EXERCISE TASK:
Only those lines running from the line that contains "Note: mark the wispy" through the end of the material are to be written out, each exactly as shown.

-------- TASK INPUTS

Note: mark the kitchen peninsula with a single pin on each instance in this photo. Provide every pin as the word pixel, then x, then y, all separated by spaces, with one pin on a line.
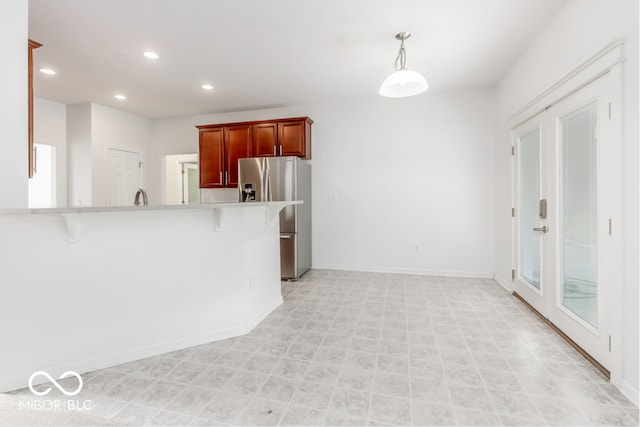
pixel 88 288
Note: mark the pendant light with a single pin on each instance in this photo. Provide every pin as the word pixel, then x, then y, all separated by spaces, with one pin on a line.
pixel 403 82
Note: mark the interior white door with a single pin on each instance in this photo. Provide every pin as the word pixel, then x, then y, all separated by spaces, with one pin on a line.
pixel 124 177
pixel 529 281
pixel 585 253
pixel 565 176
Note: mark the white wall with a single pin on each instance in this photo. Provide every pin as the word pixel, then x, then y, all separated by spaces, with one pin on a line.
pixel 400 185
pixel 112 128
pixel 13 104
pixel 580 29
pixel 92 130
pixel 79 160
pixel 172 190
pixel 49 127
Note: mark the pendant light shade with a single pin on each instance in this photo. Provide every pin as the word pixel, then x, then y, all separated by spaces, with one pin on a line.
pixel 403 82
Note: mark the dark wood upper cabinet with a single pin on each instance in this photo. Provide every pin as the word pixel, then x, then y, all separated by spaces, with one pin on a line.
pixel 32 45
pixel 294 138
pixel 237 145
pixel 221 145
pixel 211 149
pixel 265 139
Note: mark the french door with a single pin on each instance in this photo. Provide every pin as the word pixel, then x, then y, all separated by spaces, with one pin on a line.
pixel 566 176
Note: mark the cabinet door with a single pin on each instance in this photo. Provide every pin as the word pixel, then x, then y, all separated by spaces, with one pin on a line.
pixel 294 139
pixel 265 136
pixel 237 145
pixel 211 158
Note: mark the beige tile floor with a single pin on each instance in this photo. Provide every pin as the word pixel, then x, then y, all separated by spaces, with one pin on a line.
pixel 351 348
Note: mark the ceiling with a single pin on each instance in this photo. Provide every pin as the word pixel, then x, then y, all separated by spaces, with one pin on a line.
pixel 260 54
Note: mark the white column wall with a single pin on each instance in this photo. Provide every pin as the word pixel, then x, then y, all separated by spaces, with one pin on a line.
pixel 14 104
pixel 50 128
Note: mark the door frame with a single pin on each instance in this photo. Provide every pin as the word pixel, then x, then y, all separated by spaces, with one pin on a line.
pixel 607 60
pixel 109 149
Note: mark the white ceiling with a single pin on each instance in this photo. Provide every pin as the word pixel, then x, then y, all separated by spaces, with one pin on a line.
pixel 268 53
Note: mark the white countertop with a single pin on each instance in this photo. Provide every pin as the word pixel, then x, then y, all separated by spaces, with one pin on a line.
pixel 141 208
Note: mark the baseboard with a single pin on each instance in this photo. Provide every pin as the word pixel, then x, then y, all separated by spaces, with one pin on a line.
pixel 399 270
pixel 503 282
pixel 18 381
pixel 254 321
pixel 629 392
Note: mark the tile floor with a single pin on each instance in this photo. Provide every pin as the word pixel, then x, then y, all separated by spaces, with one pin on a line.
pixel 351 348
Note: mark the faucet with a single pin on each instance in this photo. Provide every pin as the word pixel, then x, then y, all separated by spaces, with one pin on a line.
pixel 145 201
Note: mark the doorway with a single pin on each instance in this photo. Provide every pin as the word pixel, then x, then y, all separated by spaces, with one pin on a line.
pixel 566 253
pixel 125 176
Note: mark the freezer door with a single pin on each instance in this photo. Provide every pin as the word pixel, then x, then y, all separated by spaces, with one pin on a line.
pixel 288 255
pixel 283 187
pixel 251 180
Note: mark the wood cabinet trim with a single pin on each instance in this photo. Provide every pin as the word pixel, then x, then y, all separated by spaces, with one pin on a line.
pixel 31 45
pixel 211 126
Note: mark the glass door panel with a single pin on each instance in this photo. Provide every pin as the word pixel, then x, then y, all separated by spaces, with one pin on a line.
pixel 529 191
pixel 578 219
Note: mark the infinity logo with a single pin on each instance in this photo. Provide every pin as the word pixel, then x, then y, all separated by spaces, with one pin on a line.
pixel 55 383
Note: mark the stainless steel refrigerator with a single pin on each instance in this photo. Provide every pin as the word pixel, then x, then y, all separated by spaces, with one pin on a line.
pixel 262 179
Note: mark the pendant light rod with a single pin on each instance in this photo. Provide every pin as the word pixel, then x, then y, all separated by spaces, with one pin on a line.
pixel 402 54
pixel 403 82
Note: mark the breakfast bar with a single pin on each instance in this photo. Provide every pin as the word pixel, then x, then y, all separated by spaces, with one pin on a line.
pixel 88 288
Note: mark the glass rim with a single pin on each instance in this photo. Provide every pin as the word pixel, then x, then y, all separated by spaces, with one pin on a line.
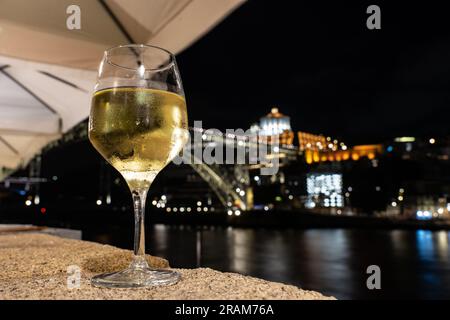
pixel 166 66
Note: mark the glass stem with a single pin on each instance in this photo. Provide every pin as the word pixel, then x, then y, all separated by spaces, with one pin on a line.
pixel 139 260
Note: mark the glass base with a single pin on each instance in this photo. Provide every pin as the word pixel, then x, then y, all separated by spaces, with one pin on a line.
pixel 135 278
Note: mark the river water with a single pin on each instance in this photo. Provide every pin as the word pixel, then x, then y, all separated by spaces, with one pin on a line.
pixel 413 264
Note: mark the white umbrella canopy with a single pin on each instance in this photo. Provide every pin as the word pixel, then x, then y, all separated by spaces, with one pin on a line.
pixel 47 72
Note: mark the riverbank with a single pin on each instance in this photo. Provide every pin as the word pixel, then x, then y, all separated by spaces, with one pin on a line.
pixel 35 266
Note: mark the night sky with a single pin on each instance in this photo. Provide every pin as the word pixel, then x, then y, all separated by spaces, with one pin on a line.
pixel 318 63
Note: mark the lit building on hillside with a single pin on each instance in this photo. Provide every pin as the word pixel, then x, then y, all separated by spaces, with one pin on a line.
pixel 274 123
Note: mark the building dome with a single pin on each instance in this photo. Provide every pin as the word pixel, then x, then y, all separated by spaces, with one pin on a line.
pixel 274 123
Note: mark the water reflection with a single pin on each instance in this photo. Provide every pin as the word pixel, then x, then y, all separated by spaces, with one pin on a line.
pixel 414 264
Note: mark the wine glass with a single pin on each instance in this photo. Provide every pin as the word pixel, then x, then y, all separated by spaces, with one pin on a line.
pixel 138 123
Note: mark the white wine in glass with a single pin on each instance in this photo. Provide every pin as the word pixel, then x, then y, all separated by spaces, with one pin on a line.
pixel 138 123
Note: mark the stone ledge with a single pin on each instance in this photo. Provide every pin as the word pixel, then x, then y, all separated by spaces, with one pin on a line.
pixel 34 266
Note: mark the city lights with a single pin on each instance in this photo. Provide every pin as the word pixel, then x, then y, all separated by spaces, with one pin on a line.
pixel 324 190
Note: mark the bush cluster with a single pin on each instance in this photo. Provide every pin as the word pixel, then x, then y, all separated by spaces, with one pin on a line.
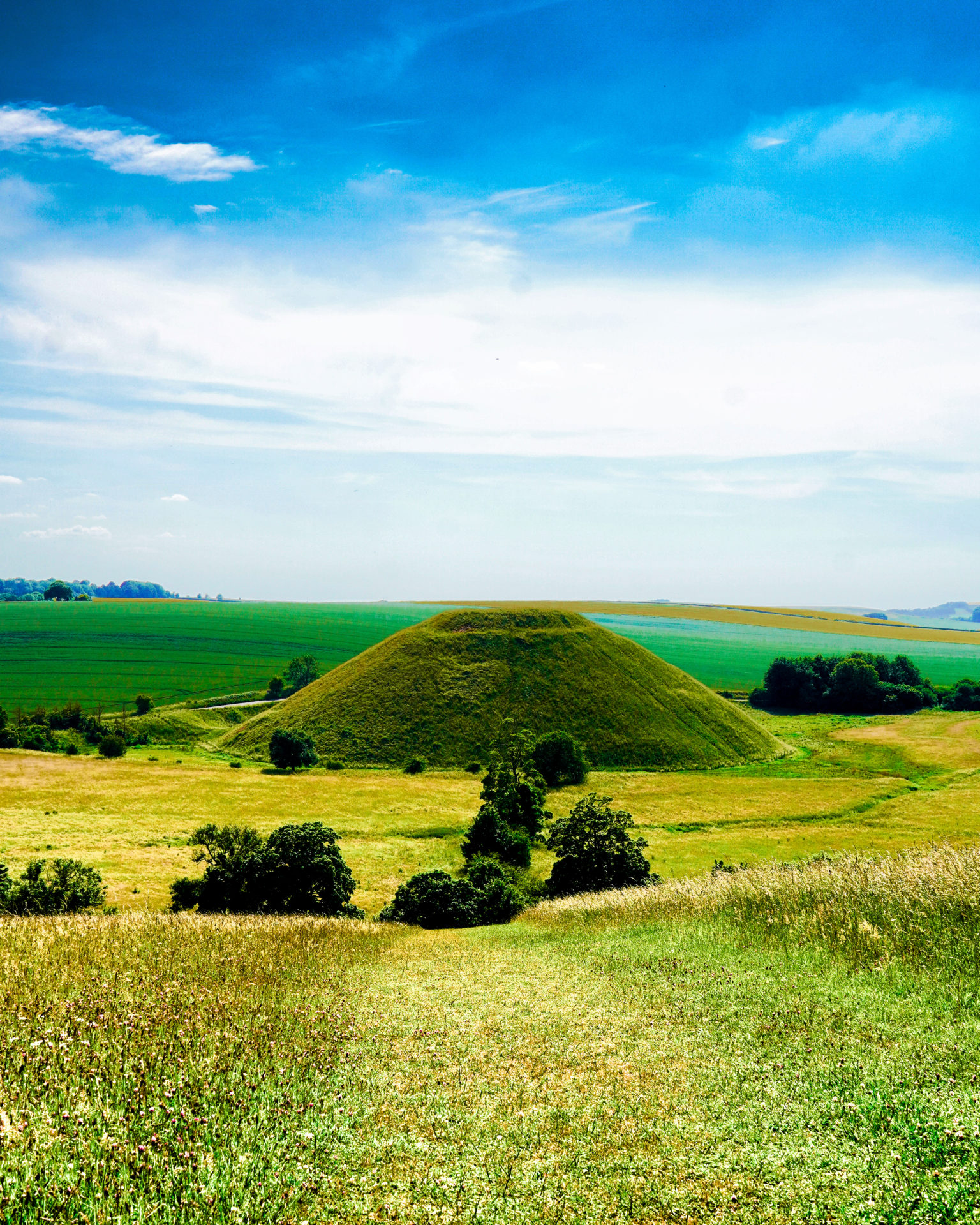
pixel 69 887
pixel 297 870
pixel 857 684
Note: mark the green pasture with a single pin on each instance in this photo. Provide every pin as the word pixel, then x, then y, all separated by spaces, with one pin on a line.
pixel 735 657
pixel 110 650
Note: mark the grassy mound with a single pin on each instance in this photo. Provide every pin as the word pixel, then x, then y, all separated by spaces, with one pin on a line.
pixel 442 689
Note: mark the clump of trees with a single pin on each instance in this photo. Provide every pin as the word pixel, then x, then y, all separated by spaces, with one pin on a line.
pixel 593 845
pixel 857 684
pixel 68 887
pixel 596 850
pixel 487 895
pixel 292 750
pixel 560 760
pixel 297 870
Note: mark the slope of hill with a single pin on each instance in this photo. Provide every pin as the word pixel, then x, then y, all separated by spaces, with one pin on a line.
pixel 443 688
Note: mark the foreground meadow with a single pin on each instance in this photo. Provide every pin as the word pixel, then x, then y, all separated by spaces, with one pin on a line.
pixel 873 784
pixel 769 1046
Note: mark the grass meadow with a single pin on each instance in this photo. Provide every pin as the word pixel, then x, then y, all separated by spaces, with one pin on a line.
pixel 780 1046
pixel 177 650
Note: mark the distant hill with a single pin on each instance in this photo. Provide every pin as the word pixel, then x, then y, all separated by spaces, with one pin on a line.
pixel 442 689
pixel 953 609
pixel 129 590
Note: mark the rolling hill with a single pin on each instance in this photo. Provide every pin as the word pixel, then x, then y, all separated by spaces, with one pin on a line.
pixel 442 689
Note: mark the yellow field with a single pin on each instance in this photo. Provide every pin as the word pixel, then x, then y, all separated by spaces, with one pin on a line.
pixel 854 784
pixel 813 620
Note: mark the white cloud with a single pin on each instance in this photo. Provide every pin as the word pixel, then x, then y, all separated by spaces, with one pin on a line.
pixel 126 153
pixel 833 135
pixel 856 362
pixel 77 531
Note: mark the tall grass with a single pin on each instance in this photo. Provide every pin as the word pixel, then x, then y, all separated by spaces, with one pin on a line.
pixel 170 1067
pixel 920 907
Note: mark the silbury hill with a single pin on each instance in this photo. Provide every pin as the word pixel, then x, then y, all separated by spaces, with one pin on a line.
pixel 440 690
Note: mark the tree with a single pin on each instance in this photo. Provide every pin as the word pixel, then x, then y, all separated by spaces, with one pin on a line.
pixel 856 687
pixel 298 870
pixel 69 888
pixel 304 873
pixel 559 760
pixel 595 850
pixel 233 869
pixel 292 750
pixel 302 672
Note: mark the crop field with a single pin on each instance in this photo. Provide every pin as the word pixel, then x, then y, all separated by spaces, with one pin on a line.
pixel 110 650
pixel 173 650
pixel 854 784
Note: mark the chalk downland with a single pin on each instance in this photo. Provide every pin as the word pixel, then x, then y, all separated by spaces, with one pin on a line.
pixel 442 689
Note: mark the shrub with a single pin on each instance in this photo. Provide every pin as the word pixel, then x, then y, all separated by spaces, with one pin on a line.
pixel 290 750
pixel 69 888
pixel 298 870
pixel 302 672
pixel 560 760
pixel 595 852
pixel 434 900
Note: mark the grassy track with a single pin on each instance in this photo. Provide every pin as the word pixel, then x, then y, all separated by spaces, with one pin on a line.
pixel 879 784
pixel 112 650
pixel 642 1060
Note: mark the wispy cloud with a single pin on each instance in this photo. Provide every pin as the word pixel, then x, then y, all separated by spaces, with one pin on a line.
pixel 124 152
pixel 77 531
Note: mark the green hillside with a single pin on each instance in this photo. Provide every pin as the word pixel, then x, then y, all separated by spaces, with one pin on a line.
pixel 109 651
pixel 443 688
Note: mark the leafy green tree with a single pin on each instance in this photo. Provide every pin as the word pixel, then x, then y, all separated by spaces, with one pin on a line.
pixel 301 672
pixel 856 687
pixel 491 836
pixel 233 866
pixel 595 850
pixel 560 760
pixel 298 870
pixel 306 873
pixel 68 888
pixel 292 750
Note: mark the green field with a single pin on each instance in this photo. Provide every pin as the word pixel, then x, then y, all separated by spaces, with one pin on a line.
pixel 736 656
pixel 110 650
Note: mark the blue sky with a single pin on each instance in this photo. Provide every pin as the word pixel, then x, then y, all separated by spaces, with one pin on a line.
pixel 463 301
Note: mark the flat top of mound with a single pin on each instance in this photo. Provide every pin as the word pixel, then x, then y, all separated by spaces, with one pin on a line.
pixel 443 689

----------------

TASK RESPONSE:
Note: mark the wispy cloud with a single pin on each instance in this photo. Provide every pin as the word pixel, then x, then y, all separated by spaces, with one pin on a line.
pixel 124 152
pixel 77 531
Note: mark the green hillside with a single pin on each instance in this photo. Provide every pin as the word pixel, then x, then y, all separated by spaces, with one pin on a line.
pixel 109 651
pixel 443 688
Note: mark the leafy green tree with a single pin on each instance in this photo. Provide every pin as the word pixel, then x, then y, all separated by spaces, with one pin on a line.
pixel 301 672
pixel 856 687
pixel 491 836
pixel 233 866
pixel 595 850
pixel 560 760
pixel 298 870
pixel 306 873
pixel 68 888
pixel 292 750
Note: mark the green field with a single pin on each instance in this photo. Provide every pin as the word pixel, then x, then y, all separated by spaces, with one pin on a line.
pixel 736 656
pixel 110 650
Note: mark the blue sky with a single pin on each instance in this photo. Provide every pin as the word pixel, then x, then y, all separated by spaces, with one pin on a line.
pixel 463 301
Note: mark the flat top of mound with a single pin on each instance in this photo. Provide every pin as the word pixel, then x, then y, all separated by spaces, with one pin on a line.
pixel 443 689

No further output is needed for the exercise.